• Exercise materials:
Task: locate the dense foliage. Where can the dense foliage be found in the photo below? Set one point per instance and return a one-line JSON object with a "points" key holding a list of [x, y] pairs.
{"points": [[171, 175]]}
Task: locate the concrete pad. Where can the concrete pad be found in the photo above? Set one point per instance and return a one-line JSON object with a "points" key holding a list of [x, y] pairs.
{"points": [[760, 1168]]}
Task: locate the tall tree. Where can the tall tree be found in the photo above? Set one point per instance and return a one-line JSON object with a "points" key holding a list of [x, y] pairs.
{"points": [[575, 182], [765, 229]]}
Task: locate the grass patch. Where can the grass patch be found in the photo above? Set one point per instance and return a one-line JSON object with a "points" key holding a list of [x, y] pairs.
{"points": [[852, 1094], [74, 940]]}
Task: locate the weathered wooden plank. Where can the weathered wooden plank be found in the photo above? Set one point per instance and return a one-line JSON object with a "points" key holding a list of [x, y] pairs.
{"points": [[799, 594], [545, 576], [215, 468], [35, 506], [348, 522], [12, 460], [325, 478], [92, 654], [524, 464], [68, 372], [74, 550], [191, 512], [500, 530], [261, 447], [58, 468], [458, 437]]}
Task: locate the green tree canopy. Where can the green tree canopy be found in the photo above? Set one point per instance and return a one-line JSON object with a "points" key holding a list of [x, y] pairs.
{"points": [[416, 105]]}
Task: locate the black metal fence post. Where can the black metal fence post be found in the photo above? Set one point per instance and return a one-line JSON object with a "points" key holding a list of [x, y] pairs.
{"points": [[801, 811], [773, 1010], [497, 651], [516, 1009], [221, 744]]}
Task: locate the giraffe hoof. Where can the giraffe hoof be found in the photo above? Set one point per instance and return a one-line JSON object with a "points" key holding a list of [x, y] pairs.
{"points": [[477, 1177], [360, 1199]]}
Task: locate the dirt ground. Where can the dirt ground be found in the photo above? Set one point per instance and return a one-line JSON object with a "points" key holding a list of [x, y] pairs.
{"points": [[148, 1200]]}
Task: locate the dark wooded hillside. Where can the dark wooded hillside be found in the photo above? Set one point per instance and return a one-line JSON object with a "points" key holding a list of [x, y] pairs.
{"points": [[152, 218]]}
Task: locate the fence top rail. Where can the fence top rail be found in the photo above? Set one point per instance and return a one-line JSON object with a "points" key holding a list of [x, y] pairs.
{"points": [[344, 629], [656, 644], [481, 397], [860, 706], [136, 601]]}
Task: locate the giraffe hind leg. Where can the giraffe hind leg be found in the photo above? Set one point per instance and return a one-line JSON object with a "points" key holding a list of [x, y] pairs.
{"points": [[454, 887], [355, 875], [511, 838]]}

• Problem statement: Write all of the lines above as a two-column CSV with the header "request" and "answer". Give one row per request: its text in the "request" column and its answer in the "answer" column, each in a single quoted field with any line breaks replaced by spaces.

• Response to this exercise:
request,answer
"Task: locate the dense foliage. Where can the dense foliage be found in the photo below? Set one point per instance and return a one-line JSON object with a ""points"" key holding a list of [x, y] pairs.","{""points"": [[171, 175]]}"
"Task: locate the concrete pad. Where can the concrete pad be found in the photo above? Set one point per instance and return a one-line JSON object with a ""points"" key holding a list of [x, y] pairs.","{""points"": [[760, 1168]]}"
"Task: locate the tall tree. Where can the tall tree be found in the photo above? Set one point per instance and return a one-line JSON object with a ""points"" key holding a list of [x, y] pairs.","{""points"": [[575, 182], [765, 229]]}"
"Task: locate the grass patch. Where can the grass patch be found in the photo above? Set one point per instance and return a one-line JSON object with a ""points"" key holding a list of [x, y] pairs.","{""points"": [[852, 1094], [74, 940]]}"
"Task: locate the weathered wooden plank. Where can the weathered wooden plank be found in the photo above? Set one point per instance and return a one-line JSON object with a ""points"" key holding a list of [x, y] pairs.","{""points"": [[799, 594], [545, 576], [215, 468], [35, 506], [348, 522], [12, 460], [325, 478], [92, 654], [524, 464], [68, 372], [74, 550], [191, 512], [500, 530], [261, 447], [58, 468], [458, 437]]}"
"Task: locate the green tree canopy. Where can the green tree canopy be found in the photo above? Set one point per instance and return a one-line JSON object with a ""points"" key holding a list of [x, y] pairs.","{""points"": [[416, 105]]}"
"Task: locate the black metal fence post. Where can the black metal fence post be found in the photo above? Set one point per instance and return a one-line JSON object with a ""points"" key holding a list of [x, y] pairs.","{""points"": [[801, 811], [773, 1010], [497, 651], [516, 1009], [221, 744]]}"
"Task: locate the giraffe hoof. Where can the giraffe hoof be found in the photo above? Set one point per instance and return a one-line JSON object with a ""points"" key holding a list of [x, y] pairs.","{""points"": [[477, 1177], [360, 1199]]}"
"Task: locate the dirt ground. Where can the dirt ground be found in the photo above? Set one point per instance and return a one-line JSON object with a ""points"" key holding a list of [x, y] pairs.","{""points"": [[148, 1200]]}"
"Task: locate the dark wooded hillside. Where can the dark wooded hillside be found in the photo above? Set one point per instance and return a one-line JSON object with a ""points"" key holding a list of [x, y] pairs.","{""points"": [[152, 218]]}"
"Task: locate the fence top rail. Where can the fence top rail be found in the photo above? Set one point per instance and return a one-line JSON object with a ""points"" key holding a list of [x, y] pairs.","{""points"": [[344, 629], [656, 644], [481, 397], [860, 706], [136, 601]]}"
"Task: locate the giraffe hind leg. Where can the giraffe hind leg be found in the photo above? Set one point per instance and return a one-line JSON object with a ""points"" key holding a list of [x, y] pairs.","{""points"": [[454, 887], [355, 875], [511, 838]]}"